» Try it: Decide whether each of the statements (a), (b) and (c) agrees with the excerpt, answering yes or no and quoting the words of the excerpt that decide it. (a) The writer lists steak cooked well done among things that bring a smile. (b) The writer's mother-in-law is on the list of things that make the writer smile. (c) Empty laundry baskets are named among things that tick the writer off.

*** Opening Excerpted text ***

There's many more chapters to this saga, my dear, so sit back and relax in your other world and get ready to read them and weep. Weep for what could have been, and what I pray will one day be mine again.

With all my love.....

Monday, May 26, 2008

WTF??...The Flipside

Things that make me smile, laugh and/or squeal with utter delight...

Flowers blooming. Sunshine. Giggling babies. Sleeping children. Steak, medium rare. Roller coasters. My mother-in-law. Surprise phone calls. Surprise emails. Making new friends. Hot fudge sundaes. Bear hugs. Fluffy pillows. Late night visitors. Corny jokes. Road trips. Twilight. Stolen kisses. 80s music. French Vanilla cappuccino. Cats purring. Peace and quiet. Goofy goobers...yeah! Finished projects. Empty laundry baskets. Cuddling. A clean house. Random acts of kindness. Fresh cut grass. Clean sheets. A second glance. A bold david abbott in my Inbox. \Weight loss. Riding Ripstiks. Dirty little secrets. Freshly fallen snow. Vacation. Air conditioning. Wet dreams. Light rain. Rainbows. Salary increases. Year-end bonuses. Yelling BINGO! Christmas parties. Families that get along. Found money. Successful new recipes. Guy Fieri. Compliments. Forgiveness. September 2020. Fond memories. New customers. Warm towels. Fruit Smoothie Skittles. Shopping. New hairdos. Manicures. Fireworks. My kids singing. Birds singing. Spiders. Oreos and milk. Waterslides. Nailing a 3-pointer. Making all the green lights. Tax refunds. Bargains. Chocolate. Dancing. First day of school. Making a house a home.

Have a beautiful day!

WTF??

Things that tick me off.....

*** Closing Excerpted text ***
*** Opening Information shown ***

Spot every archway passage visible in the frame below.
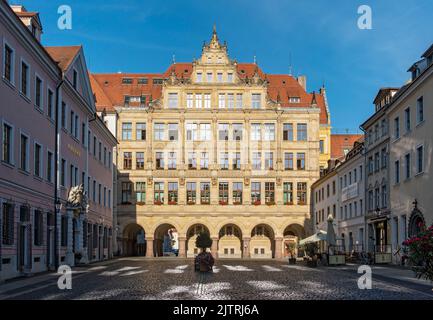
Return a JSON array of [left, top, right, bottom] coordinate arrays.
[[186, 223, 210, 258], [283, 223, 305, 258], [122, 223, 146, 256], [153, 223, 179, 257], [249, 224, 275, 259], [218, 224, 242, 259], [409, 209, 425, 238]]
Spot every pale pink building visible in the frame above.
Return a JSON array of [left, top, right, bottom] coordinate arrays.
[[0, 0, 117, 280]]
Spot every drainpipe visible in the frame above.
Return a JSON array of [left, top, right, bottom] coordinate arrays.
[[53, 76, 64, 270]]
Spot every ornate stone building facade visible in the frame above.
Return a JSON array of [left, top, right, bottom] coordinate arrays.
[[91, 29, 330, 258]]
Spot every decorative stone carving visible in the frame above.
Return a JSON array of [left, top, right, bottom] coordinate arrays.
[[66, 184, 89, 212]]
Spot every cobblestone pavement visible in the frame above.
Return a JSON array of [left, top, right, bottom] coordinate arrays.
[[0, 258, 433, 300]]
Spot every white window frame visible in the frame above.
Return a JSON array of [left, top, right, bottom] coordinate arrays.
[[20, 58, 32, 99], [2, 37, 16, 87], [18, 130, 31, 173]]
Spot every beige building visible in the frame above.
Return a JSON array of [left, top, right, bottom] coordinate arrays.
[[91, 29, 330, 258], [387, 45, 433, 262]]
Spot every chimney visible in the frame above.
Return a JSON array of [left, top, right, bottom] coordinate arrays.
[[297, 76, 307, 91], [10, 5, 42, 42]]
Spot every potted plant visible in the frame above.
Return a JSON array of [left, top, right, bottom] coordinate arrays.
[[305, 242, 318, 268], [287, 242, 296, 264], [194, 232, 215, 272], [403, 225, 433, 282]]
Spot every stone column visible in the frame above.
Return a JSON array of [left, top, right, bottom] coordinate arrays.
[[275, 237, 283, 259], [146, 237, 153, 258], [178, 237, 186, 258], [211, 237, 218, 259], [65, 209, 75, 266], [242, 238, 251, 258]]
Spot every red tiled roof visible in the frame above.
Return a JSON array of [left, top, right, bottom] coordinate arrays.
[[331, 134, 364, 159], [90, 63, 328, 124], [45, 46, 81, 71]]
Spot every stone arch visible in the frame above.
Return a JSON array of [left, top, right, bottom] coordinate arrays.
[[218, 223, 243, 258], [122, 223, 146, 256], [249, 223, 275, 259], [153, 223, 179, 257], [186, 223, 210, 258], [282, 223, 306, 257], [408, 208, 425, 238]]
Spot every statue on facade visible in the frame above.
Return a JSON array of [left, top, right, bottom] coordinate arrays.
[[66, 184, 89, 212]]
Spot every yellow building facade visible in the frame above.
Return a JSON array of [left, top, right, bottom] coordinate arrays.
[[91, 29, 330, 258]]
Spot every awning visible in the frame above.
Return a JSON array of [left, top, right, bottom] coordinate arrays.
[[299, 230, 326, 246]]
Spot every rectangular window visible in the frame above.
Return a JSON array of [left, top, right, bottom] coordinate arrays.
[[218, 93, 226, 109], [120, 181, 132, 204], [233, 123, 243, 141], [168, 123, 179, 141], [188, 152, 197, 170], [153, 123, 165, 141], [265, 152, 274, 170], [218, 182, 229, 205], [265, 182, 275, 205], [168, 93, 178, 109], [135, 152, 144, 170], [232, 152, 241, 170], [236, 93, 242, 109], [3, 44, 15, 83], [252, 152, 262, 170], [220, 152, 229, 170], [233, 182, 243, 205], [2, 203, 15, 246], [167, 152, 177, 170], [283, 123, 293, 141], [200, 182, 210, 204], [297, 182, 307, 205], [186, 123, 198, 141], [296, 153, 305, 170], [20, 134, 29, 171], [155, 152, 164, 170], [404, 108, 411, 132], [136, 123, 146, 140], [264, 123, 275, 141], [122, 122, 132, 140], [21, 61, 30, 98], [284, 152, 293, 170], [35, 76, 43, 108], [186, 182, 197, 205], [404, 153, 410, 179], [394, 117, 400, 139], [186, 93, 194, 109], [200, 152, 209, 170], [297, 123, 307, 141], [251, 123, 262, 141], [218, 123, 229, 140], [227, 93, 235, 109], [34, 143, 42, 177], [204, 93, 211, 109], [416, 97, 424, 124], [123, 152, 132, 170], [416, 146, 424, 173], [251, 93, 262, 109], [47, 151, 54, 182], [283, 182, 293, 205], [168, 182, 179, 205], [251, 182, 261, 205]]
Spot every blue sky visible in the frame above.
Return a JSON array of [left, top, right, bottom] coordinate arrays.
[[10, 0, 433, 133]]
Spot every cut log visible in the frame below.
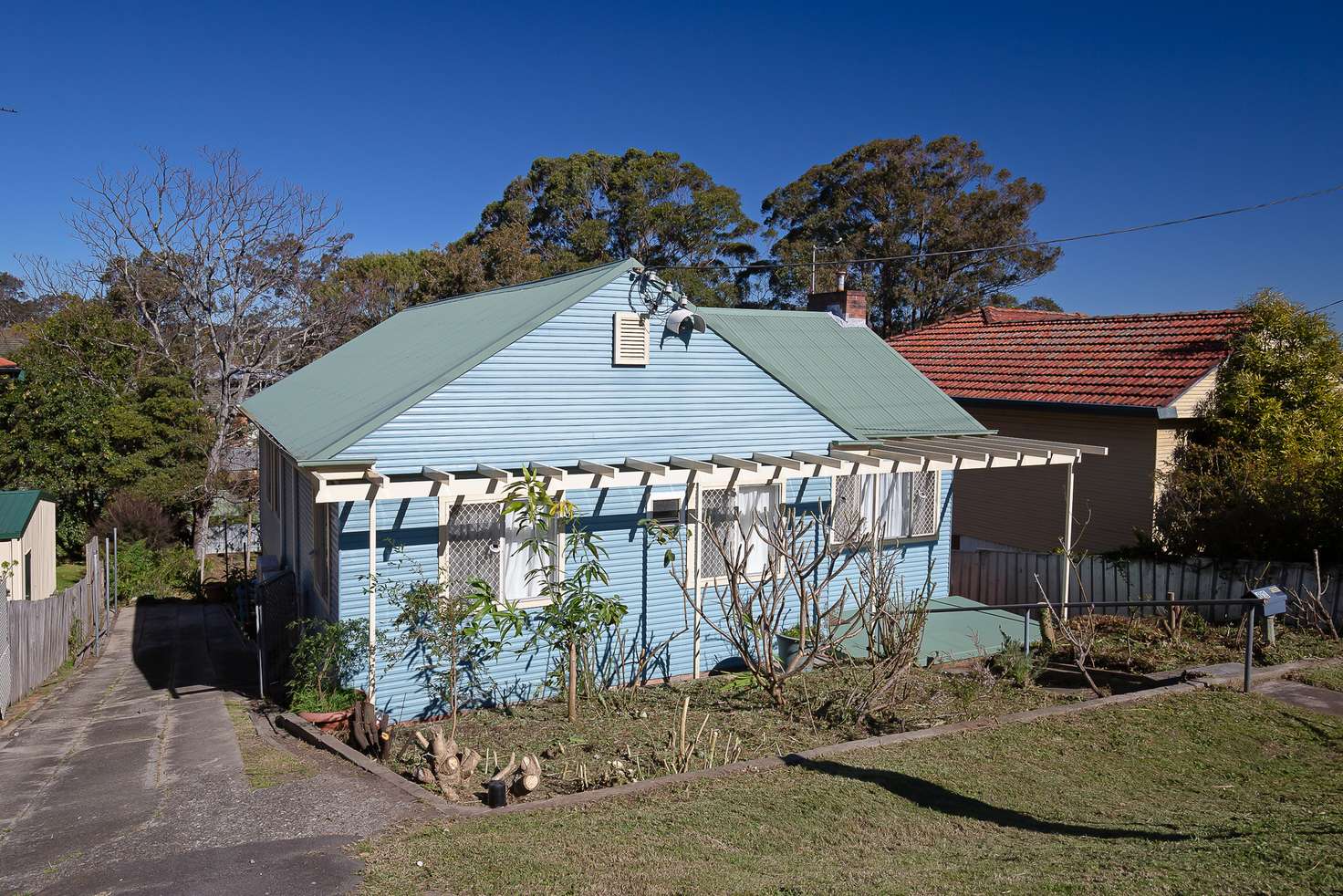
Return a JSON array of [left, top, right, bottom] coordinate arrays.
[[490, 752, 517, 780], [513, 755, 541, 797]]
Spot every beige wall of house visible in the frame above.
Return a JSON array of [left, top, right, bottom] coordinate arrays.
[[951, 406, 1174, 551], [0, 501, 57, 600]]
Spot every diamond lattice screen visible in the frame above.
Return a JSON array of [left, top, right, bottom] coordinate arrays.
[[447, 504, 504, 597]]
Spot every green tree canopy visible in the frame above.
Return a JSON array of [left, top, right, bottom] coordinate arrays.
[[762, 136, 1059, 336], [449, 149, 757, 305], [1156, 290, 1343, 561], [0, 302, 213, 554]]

*** Closing Information shown ***

» Your response:
(a) No: "Steak, medium rare."
(b) Yes: "My mother-in-law."
(c) No: "Empty laundry baskets." is listed under "Things that make me smile, laugh and/or squeal with utter delight..."